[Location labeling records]

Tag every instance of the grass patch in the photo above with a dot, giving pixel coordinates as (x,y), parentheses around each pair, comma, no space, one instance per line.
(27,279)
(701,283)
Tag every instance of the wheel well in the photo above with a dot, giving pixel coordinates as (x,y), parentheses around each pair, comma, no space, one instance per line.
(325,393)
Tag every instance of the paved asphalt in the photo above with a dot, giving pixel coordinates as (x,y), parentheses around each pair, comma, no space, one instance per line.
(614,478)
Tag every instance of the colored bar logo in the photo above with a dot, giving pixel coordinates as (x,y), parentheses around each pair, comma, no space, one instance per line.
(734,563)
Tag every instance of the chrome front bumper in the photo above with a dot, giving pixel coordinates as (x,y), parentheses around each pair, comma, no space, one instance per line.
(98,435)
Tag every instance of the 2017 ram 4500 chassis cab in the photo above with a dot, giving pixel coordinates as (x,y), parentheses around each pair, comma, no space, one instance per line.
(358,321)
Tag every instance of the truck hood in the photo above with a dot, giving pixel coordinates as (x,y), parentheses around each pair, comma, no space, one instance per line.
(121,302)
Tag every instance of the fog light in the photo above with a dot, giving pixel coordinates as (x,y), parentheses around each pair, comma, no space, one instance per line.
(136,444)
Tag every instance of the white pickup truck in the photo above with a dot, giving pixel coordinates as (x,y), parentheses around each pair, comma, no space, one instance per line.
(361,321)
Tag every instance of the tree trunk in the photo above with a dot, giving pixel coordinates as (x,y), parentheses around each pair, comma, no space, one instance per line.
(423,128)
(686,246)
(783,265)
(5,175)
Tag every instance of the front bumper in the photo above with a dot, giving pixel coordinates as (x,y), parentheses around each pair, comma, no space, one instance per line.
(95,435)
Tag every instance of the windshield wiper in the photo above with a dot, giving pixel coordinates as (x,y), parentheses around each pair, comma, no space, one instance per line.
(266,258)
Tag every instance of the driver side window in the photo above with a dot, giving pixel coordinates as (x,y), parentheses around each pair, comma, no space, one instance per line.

◆ EXERCISE INSTRUCTIONS:
All of the entries need to be reproduced exactly; please write them out.

◆ RESULT:
Tag every instance of the grass patch in the photo above with a dot, giving pixel coordinates as (x,y), parentheses around each pair, comma, no space, one instance per line.
(27,279)
(701,283)
Tag every instance of the wheel well in the photo above with a dot, giving pixel coordinates as (x,y), parentheses around each pair, comma, no space, one instance per line.
(325,393)
Tag every instance of the paved asphalt in the photo above with a dot, giving pixel coordinates as (x,y), parentheses around each pair, comma, no space, one instance per line.
(614,478)
Tag every instance of the colored bar logo in the photo above with a dot, giving pixel coordinates as (x,y), parentheses around each pair, comma, no space, one instance per line.
(734,563)
Tag every instance of the chrome front bumper in the photo above with a dot, giving pixel coordinates as (x,y), parentheses around each pair, comma, no space, one instance per line.
(98,435)
Tag every instance of the 2017 ram 4500 chassis cab in the photo above with a dot, giving pixel coordinates as (x,y), parentheses around each pair, comma, no space, one instance per line.
(358,321)
Tag every instance of the truck hood in the photo above with a dot, giving pixel coordinates as (x,y), parentheses around each pair, comma, no space, one instance per line.
(121,302)
Tag every instance of the fog light in the photo above with a dot, giving pixel coordinates as (x,y), parentheses around each pair, comma, no space, one instance per line.
(136,444)
Tag every instance of the white pickup truck in the photo above with a dot, giving pixel coordinates as (x,y), parentheses around each pair, comma, no space, one instance per line.
(361,321)
Tag every instance of the tree trunk in the photo above with a dot, giving pixel coordinates as (x,y), parentheses around each pair, comma, no space, one instance per line.
(423,128)
(686,246)
(783,265)
(5,175)
Tag every instance of the front bumper in the photo above with a dot, giving pixel coordinates as (x,y), parentheses around each pair, comma, no space, one instance per line.
(95,435)
Tag every instance of the windshield wiper in the photo above with a dot, giving pixel coordinates as (x,y), parentheses around each pair, comma, no space, one instance per line.
(266,258)
Tag every instance of the driver side window in the photo above with a dot, giving pixel coordinates as (x,y), parentheses around each pair, comma, no space, one instance per line.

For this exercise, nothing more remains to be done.